___ Material for this task
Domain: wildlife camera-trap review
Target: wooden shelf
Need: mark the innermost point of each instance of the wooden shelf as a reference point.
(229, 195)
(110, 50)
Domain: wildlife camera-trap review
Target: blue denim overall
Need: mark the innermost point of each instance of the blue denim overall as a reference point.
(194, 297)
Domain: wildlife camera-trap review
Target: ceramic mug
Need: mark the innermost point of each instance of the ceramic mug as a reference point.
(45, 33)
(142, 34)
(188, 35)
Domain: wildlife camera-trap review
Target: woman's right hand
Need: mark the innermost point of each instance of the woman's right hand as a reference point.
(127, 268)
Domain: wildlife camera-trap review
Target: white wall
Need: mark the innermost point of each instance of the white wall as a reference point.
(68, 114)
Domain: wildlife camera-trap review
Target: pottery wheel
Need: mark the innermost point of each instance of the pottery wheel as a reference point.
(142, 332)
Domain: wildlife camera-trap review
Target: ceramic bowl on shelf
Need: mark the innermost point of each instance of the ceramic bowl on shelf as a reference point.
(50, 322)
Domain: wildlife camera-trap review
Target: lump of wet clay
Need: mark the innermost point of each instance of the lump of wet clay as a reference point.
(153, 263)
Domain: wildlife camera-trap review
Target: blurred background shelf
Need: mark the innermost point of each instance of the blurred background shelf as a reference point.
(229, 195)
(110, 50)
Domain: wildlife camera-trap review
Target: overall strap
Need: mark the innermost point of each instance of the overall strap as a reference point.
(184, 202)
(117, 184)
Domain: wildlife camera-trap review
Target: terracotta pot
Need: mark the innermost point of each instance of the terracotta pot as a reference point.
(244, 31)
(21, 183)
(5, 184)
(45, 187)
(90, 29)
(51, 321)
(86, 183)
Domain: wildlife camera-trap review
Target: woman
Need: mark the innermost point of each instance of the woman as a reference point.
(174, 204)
______
» Given problem
Count the lines in the rows above that contain the word "overall". Reply with the number alone.

» Task response
4